Supplied data
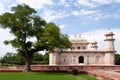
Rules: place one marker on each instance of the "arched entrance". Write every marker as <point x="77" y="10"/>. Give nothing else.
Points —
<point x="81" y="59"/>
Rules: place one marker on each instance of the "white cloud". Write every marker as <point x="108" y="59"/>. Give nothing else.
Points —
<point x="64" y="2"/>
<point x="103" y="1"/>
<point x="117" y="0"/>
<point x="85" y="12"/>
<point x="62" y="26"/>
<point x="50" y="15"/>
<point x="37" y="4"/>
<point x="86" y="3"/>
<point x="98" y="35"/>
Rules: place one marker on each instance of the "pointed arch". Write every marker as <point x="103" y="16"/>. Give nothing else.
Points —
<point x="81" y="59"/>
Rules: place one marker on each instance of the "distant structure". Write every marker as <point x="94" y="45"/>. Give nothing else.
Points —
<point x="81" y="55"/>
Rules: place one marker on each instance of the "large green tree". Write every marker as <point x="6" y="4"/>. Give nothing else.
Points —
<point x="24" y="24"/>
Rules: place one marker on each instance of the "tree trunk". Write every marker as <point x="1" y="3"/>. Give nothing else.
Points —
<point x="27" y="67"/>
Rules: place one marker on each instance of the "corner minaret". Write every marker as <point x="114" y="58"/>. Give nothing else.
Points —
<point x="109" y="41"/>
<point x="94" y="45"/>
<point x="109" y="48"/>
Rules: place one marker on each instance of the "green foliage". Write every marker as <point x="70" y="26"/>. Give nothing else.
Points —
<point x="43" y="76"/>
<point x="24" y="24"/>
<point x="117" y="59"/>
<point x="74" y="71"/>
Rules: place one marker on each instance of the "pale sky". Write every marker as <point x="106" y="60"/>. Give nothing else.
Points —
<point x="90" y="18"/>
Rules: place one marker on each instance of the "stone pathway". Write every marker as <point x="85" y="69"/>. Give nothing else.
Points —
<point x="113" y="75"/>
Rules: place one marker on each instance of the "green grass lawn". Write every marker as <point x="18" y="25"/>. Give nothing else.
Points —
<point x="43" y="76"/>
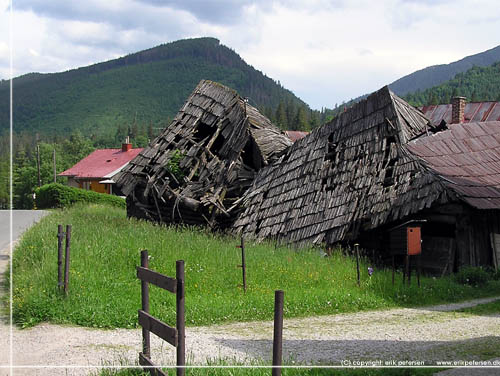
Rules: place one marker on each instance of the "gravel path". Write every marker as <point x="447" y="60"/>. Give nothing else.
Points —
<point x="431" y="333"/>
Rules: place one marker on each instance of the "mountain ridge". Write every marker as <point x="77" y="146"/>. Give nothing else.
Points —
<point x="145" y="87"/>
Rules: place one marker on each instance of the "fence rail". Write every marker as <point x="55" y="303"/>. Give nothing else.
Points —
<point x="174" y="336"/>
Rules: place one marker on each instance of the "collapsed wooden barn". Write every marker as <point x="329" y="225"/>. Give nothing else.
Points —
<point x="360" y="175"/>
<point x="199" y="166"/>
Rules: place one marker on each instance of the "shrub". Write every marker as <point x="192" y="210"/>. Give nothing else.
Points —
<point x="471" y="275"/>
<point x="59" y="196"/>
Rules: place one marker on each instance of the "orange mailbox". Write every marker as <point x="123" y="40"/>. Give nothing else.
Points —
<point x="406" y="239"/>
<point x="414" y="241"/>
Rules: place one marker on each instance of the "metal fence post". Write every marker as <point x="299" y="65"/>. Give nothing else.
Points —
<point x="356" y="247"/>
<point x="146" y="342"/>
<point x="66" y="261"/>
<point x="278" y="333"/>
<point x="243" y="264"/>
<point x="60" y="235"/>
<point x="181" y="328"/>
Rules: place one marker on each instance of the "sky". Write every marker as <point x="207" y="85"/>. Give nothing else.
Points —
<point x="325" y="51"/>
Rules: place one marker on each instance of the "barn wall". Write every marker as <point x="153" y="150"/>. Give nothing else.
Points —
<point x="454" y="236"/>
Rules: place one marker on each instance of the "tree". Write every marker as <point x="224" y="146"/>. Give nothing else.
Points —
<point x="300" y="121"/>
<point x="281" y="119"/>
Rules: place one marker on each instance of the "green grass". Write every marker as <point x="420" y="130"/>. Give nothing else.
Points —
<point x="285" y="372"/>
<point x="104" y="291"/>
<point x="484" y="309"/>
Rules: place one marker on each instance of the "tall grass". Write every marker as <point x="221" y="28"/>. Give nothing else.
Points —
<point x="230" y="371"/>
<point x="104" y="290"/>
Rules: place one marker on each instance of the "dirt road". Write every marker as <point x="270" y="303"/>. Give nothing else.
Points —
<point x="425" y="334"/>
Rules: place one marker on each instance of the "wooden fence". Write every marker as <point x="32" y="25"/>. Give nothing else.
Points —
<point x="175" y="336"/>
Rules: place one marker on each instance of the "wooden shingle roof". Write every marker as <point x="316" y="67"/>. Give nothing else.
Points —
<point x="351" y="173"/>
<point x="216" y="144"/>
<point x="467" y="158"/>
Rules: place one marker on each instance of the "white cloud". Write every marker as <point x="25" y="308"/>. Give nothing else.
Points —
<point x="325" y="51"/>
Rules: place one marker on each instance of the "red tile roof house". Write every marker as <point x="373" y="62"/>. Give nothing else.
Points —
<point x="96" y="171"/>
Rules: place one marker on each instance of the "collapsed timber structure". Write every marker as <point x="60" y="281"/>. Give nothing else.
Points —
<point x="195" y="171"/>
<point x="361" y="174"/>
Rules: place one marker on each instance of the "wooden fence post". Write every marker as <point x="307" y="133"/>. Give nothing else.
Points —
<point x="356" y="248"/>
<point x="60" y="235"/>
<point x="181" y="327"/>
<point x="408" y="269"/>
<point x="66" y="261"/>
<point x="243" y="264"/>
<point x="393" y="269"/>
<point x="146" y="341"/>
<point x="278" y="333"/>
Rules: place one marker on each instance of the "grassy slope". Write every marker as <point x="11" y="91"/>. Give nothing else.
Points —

Exercise requirements
Transcribe all the records above word for word, without their images.

Answer to the problem
Rules: place one marker on each instance of the "arched entrance". Write every marker as <point x="77" y="10"/>. Give nothing else.
Points —
<point x="81" y="59"/>
Rules: place one marker on each instance of the "white cloud". Write every marker as <point x="108" y="59"/>. Give nothing else.
Points —
<point x="64" y="2"/>
<point x="103" y="1"/>
<point x="117" y="0"/>
<point x="85" y="12"/>
<point x="62" y="26"/>
<point x="50" y="15"/>
<point x="37" y="4"/>
<point x="86" y="3"/>
<point x="98" y="35"/>
Rules: place one marker on each instance of the "pointed arch". Write every marker as <point x="103" y="16"/>. Give nothing else.
Points —
<point x="81" y="59"/>
Rules: place one marker on each instance of the "distant structure". Write every marker as <point x="94" y="45"/>. Give nothing else.
Points —
<point x="81" y="55"/>
Rules: place one marker on each instance of the "large green tree". Write every marker as <point x="6" y="4"/>. Give nothing else.
Points —
<point x="24" y="24"/>
Rules: place one marker on each instance of the "tree trunk". Write every marker as <point x="1" y="3"/>. Give nothing else.
Points —
<point x="27" y="67"/>
Rules: place one marker on each instance of the "corner minaret". Write every marker as <point x="114" y="58"/>. Give nothing else.
Points —
<point x="109" y="41"/>
<point x="94" y="45"/>
<point x="109" y="48"/>
Rules: place one marker on each instance of the "green foliage". Write every marker as <point x="70" y="26"/>. Give nothing else.
Points —
<point x="43" y="76"/>
<point x="24" y="24"/>
<point x="117" y="59"/>
<point x="74" y="71"/>
Rules: place one marker on each instance of the "pale sky". Write every marker as <point x="106" y="60"/>. Give nothing else.
Points —
<point x="90" y="18"/>
Rules: place one marker on each instance of the "stone pathway". Write every marker as <point x="85" y="69"/>. Give nothing else.
Points —
<point x="113" y="75"/>
Rules: place one marker on each instance of the "green grass lawn". Write every marker as <point x="18" y="25"/>. Give nothing else.
Points —
<point x="43" y="76"/>
Rules: place one marker on each instance of the "gravel path". Write every marker as <point x="447" y="60"/>. Give nothing else.
Points —
<point x="431" y="333"/>
Rules: place one marker on each instance of the "mountain ridge". Write every marker as <point x="77" y="146"/>. Give nothing else.
Points —
<point x="145" y="87"/>
Rules: place one marker on each instance of the "fence rail". Write every marker as <point x="55" y="303"/>. Give nothing else.
Points —
<point x="174" y="336"/>
Rules: place one marker on each instance of the "collapsed wooden barn". Write every marker as <point x="329" y="225"/>. Give nothing else.
Points —
<point x="360" y="175"/>
<point x="199" y="166"/>
Rules: place one marker on each instance of the "shrub". Write every marker as <point x="192" y="210"/>. Give nothing else.
Points —
<point x="471" y="275"/>
<point x="59" y="196"/>
Rules: place one marker on each instance of the "orange mailbox". Write every marker as <point x="123" y="40"/>. Give nothing else.
Points —
<point x="406" y="239"/>
<point x="414" y="241"/>
Rules: place one marker on each instance of the "metal fence post". Write every marker as <point x="299" y="65"/>. Give nothing else.
Points —
<point x="356" y="247"/>
<point x="146" y="342"/>
<point x="66" y="261"/>
<point x="278" y="333"/>
<point x="243" y="264"/>
<point x="60" y="235"/>
<point x="181" y="328"/>
Rules: place one marker on each instance of the "sky". Write every marker as <point x="207" y="85"/>. Give nothing else.
Points —
<point x="325" y="51"/>
Rules: place one marker on each instance of the "barn wall". Write every marker as <point x="153" y="150"/>. Give nothing else.
Points —
<point x="454" y="236"/>
Rules: place one marker on each instance of the "tree". Write every marker as <point x="224" y="146"/>. Give nothing else.
Points —
<point x="300" y="121"/>
<point x="281" y="119"/>
Rules: place one marker on each instance of the "green grass". Write every marker as <point x="420" y="130"/>. Give nothing else.
Points —
<point x="285" y="372"/>
<point x="104" y="291"/>
<point x="484" y="309"/>
Rules: place one marker on each instance of the "tall grass". Write every marker as <point x="221" y="28"/>. Give nothing else.
Points —
<point x="230" y="371"/>
<point x="104" y="290"/>
Rules: place one marker on each instance of the "dirt road". Write every marker as <point x="270" y="303"/>. Give nothing else.
Points —
<point x="425" y="334"/>
Rules: place one marker on each instance of the "wooden fence". Write every marker as <point x="32" y="25"/>. Give nothing else.
Points —
<point x="175" y="336"/>
Rules: place one marker on each instance of the "wooden shingle roof". Write every marker as <point x="316" y="67"/>. Give nothing else.
Points —
<point x="351" y="173"/>
<point x="216" y="144"/>
<point x="467" y="158"/>
Rules: place one marker on each instance of the "white cloud". Write every marker as <point x="25" y="308"/>. Give nothing else.
Points —
<point x="325" y="51"/>
Rules: place one marker on each instance of the "red tile roof house". Write every marker as <point x="373" y="62"/>. Give nothing else.
Points —
<point x="96" y="171"/>
Rules: place one marker on each instance of the "collapsed timber structure". Write every marker as <point x="60" y="281"/>. Give nothing else.
Points —
<point x="195" y="171"/>
<point x="361" y="174"/>
Rules: place one marker on each instance of the "wooden fence post". Write every marker as <point x="307" y="133"/>. Give nothing else.
Points —
<point x="356" y="248"/>
<point x="60" y="235"/>
<point x="181" y="327"/>
<point x="408" y="269"/>
<point x="66" y="261"/>
<point x="243" y="264"/>
<point x="393" y="269"/>
<point x="146" y="341"/>
<point x="278" y="333"/>
Rules: place one marker on each instance of the "grassy slope". Write every marker as <point x="11" y="91"/>. Give nothing else.
Points —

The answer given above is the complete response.